* _Description of the task_:
Copy out all of the material below, requests included, but multiply every point coordinate in the answers by 0.4 and round to the nearest whole number, with halves going up. Keep the numbers in the requests and their format samples unchanged, and leave the pictures out of your copy.

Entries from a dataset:
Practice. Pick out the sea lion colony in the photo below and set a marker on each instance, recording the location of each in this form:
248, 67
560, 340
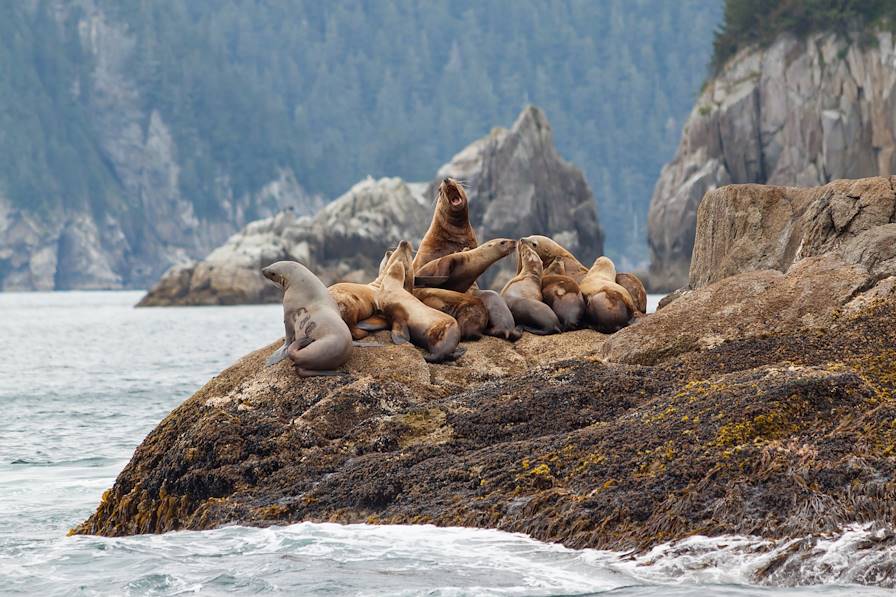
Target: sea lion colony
431, 299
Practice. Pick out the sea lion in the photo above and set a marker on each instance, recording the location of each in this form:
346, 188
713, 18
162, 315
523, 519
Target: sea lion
523, 294
459, 271
500, 319
429, 328
609, 306
550, 250
467, 309
635, 288
317, 340
357, 303
450, 230
561, 293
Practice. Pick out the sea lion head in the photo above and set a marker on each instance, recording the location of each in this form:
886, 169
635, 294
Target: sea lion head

* _Right answer_:
Practice. Pick out the sea lion colony in the photo below and set a marker on each instance, recording the location of each in this form:
248, 67
560, 340
Target: sea lion colony
172, 120
Practice. Pick out the sea lion in the photo above and set a marker on each instance, recording the location of each in this form:
346, 188
713, 18
162, 315
523, 519
Target: sea lion
209, 118
184, 108
200, 128
172, 131
244, 122
220, 100
187, 124
254, 115
127, 136
143, 121
180, 92
224, 117
Practice. Pick out the sea lion head in the photo above and set a marker on each instance, recording the location of each in this form:
886, 169
635, 294
Target: sea lion head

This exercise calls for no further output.